**Instructions for the task**
Put every line of the data below into a Markdown table with the columns Number and Entry. Number each row and leave out any blank lines.

**Data records**
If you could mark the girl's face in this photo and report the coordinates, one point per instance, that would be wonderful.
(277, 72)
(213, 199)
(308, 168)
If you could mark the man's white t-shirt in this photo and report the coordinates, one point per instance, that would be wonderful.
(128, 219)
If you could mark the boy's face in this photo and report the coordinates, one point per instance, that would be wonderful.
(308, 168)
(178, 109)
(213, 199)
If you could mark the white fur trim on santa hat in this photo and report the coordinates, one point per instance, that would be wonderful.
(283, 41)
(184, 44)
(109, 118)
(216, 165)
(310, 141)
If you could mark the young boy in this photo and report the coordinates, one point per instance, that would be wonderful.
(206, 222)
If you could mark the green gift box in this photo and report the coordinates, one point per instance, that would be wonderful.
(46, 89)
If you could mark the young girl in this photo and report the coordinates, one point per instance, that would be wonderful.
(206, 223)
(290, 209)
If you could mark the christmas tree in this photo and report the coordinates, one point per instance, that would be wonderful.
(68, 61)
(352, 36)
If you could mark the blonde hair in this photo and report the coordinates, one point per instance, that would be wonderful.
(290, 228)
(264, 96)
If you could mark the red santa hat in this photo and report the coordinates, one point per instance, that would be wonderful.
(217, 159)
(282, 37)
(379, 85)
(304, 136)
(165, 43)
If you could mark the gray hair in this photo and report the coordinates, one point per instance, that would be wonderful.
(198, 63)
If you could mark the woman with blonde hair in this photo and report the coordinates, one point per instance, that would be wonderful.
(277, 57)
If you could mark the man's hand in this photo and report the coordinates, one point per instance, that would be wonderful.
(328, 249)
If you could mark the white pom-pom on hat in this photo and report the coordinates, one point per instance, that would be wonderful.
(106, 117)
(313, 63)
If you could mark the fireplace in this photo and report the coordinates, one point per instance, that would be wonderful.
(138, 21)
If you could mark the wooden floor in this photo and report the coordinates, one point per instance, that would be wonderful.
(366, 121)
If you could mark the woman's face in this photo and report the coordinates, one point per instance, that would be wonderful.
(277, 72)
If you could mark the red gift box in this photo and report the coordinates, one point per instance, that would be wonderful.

**Completed exercise**
| Number | Entry |
|---|---|
| 1 | If you could mark the girl's face in this photo and report the coordinates, one point per instance, that would be wonderful. |
| 2 | (277, 72) |
| 3 | (213, 199) |
| 4 | (308, 168) |
| 5 | If you could mark the man's white t-shirt in this photo and report the coordinates, one point per instance, that would be wonderful. |
| 6 | (128, 219) |
| 7 | If you could mark the boy's face in this photo and report the coordinates, one point per instance, that would be wonderful. |
| 8 | (308, 168) |
| 9 | (178, 109) |
| 10 | (213, 199) |
| 11 | If you could mark the white fur trim on santa hat in this photo and report the coordinates, one point per instance, that would be wonderful. |
| 12 | (283, 41) |
| 13 | (184, 44) |
| 14 | (109, 118) |
| 15 | (216, 165) |
| 16 | (310, 141) |
| 17 | If you could mark the young boy in this photo and report the coordinates, one point per instance, that would be wonderful. |
| 18 | (206, 222) |
| 19 | If you could mark the green gift box in this photo and report the coordinates, one point per instance, that would be wonderful. |
| 20 | (46, 89) |
| 21 | If you could mark the young girl in this photo and report the coordinates, one point per instance, that would be wonderful. |
| 22 | (206, 223) |
| 23 | (290, 209) |
| 24 | If you could mark the christmas tree in this photo and report the coordinates, one point per instance, that would be wonderful. |
| 25 | (68, 61) |
| 26 | (352, 36) |
| 27 | If you could mark the blonde hair in this photo and report the coordinates, one point per instance, that would be wonderful. |
| 28 | (290, 228) |
| 29 | (264, 96) |
| 30 | If you could mark the red santa hat in this photo and report the coordinates, one point per instance, that would be wonderful. |
| 31 | (217, 159) |
| 32 | (282, 37) |
| 33 | (379, 85) |
| 34 | (304, 136) |
| 35 | (165, 43) |
| 36 | If you could mark the gray hair in this photo and report the coordinates, one point per instance, that would be wonderful. |
| 37 | (198, 63) |
| 38 | If you could mark the woman with blonde hair in this photo and report the coordinates, one point per instance, that would be wonderful. |
| 39 | (277, 57) |
| 40 | If you could mark the man's hand in this photo and report the coordinates, one point per instance, that would be wonderful. |
| 41 | (328, 249) |
| 42 | If you could mark the white pom-pom on hat in this photo and report the coordinates, one point per instance, that would be wonderful. |
| 43 | (106, 117) |
| 44 | (313, 63) |
| 45 | If you could mark the fireplace in this photo and report the coordinates, one point per instance, that would be wonderful. |
| 46 | (138, 21) |
| 47 | If you could mark the wooden floor in this photo and report the coordinates, one point per instance, that would be wonderful. |
| 48 | (366, 121) |
| 49 | If you could mark the woman's face in this photo and report the coordinates, one point per instance, that would be wonderful. |
| 50 | (277, 72) |
| 51 | If you could mark the red gift box in this photo and report the coordinates, one point per instance, that would be wonderful. |